*WRITTEN PROBLEM*. Reproduce the lines below word for word, leaving out the pictures.
--- start of SUPPLIED MATERIAL ---
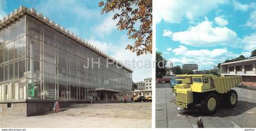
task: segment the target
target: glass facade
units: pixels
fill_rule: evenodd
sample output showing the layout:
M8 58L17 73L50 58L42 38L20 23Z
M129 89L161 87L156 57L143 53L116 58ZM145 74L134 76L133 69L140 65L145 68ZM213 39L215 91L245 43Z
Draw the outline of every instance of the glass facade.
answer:
M24 15L0 29L0 101L92 100L96 88L131 91L132 73L108 60Z

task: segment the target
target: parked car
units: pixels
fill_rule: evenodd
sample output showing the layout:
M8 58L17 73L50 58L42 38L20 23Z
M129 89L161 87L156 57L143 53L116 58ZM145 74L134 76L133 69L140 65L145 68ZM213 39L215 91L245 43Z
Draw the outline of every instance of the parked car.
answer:
M145 96L139 96L137 102L146 102L147 100Z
--- end of SUPPLIED MATERIAL ---
*SOLUTION FOR THIS TASK*.
task: segment the target
target: glass facade
units: pixels
fill_rule: evenodd
sample output showing the layout:
M8 58L17 73L50 58L42 38L20 23Z
M129 89L161 87L156 57L143 53L116 58ZM145 74L134 76L133 69L140 65L145 68ZM213 39L215 91L245 43Z
Draw the outline of every instance of the glass facade.
answer:
M24 15L0 29L0 101L92 100L96 88L131 91L132 73L108 60Z

task: segment the target
target: parked car
units: pixels
fill_rule: evenodd
sample output showing the layout:
M8 58L17 73L50 58L42 38L20 23Z
M129 89L161 87L156 57L143 53L116 58ZM145 74L134 76L133 69L140 65L145 68ZM213 39L215 91L245 43Z
Draw the outline of every instance of the parked car.
answer:
M145 96L139 96L137 102L146 102L147 100Z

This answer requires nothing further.